-- start of Passage --
Reputation: 2119
The query below groups the results from first
into 4 equally spaced date bins and aggregates an average for the_value
in each bin.
WITH first as(
SELECT
extract(EPOCH FROM foo.t_date) as the_date,
foo_val as the_value
FROM bar
INNER JOIN foo
ON
foo.user_id = bar.x_id
and
foo.user_name = 'xxxx'
)
SELECT bin, round(sum(bin_sum) OVER w /sum(bin_ct) OVER w, 2) AS running_avg
FROM (
SELECT width_bucket(first.the_date
, x.min_epoch, x.max_epoch, x.bins) AS bin
, sum(first.the_value) AS bin_sum
, count(*) AS bin_ct
FROM first
, (SELECT MIN(first.the_date) AS min_epoch
, MAX(first.the_date) AS max_epoch
, 4 AS bins
FROM first
) x
GROUP BY 1
) sub
WINDOW w AS (ORDER BY bin)
ORDER BY 1;
I would like to be able to only calculate the average for the lowest say 20 the_value
's in each bin. From other posts here on Stackoverflow I have seen that this is possible and that perhaps ORDER BY the_value
and rank()
-- end of Passage --
-- start of Data extract --
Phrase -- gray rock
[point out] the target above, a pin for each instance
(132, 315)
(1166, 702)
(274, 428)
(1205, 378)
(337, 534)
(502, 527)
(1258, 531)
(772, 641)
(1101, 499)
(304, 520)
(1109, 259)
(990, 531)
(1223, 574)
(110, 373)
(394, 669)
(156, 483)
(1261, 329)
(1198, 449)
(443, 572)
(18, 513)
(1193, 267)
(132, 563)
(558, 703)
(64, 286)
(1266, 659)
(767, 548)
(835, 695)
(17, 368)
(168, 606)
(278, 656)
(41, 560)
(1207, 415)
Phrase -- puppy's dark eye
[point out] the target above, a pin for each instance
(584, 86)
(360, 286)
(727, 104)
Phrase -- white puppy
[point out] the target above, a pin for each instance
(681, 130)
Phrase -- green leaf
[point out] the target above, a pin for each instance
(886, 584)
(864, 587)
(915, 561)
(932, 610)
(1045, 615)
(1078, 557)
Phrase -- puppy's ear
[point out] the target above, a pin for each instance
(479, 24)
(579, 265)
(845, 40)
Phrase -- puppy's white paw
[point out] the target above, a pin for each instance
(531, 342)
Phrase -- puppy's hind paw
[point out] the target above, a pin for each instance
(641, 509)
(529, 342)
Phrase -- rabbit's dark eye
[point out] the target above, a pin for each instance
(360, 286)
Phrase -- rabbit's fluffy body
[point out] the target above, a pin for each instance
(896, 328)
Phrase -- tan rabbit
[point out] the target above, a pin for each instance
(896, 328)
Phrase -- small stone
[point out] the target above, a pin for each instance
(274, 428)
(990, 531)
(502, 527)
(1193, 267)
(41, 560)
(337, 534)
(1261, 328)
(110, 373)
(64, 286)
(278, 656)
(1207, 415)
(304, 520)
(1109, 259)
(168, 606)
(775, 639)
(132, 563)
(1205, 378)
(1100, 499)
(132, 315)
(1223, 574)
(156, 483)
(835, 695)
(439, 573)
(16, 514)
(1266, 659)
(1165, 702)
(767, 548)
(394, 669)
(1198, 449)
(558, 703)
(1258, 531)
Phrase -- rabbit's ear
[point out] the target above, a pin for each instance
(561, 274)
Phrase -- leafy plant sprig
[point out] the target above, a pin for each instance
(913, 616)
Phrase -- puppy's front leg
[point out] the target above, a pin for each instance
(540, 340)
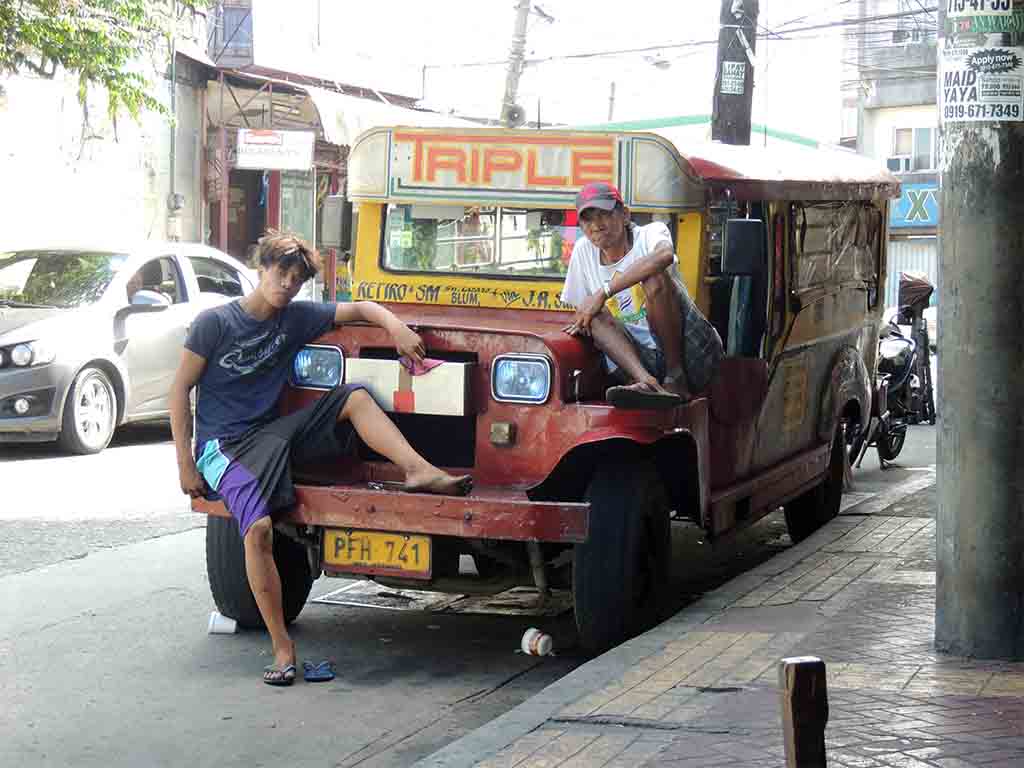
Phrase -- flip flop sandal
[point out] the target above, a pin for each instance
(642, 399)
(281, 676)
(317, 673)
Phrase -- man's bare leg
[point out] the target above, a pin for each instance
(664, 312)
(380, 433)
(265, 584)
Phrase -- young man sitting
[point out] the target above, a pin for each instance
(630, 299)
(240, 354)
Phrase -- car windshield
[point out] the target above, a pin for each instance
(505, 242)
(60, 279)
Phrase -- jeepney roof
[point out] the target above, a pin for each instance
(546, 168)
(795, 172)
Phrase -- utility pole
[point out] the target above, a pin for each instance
-- end of Data extract --
-- start of Data extract --
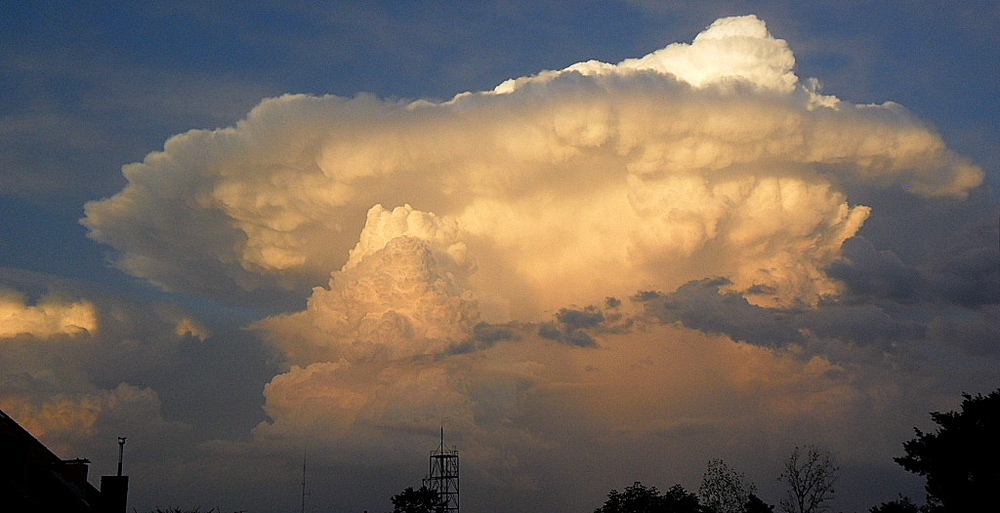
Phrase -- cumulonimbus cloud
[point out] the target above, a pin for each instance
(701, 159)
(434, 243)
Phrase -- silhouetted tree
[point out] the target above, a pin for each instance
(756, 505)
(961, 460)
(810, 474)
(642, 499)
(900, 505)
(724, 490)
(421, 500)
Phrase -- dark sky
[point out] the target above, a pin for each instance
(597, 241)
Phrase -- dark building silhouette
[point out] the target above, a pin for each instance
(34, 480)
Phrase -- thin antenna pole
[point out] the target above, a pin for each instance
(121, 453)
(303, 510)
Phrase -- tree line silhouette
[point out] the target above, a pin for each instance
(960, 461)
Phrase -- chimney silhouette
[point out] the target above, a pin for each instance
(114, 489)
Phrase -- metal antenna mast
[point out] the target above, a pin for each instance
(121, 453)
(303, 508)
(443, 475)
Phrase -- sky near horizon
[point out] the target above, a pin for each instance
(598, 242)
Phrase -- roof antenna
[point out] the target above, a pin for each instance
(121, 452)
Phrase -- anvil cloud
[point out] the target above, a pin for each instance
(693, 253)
-- end of Data extract --
-- start of Data extract --
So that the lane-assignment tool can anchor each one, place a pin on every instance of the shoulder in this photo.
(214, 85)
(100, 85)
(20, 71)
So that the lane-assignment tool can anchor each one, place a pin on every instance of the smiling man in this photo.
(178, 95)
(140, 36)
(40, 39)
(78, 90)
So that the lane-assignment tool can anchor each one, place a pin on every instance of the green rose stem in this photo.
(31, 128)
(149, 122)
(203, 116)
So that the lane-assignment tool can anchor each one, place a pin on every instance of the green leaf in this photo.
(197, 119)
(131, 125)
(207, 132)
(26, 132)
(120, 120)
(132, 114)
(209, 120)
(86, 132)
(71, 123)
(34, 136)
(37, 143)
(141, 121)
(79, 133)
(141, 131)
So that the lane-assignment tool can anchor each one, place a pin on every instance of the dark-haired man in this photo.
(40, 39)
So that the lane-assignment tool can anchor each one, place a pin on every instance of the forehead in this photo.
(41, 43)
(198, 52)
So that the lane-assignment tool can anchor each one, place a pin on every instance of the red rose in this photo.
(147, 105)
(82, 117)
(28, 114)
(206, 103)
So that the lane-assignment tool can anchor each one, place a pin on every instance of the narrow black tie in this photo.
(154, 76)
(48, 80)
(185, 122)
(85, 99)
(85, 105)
-- end of Data extract --
= What to do =
1 - In the SQL question, how many date bins does the query group the results into?
2 - Name every aggregate function that the query in the SQL question calls.
The records aren't needed for these tasks.

= Worked answers =
1 - Four equally spaced date bins.

2 - sum, count, MIN, MAX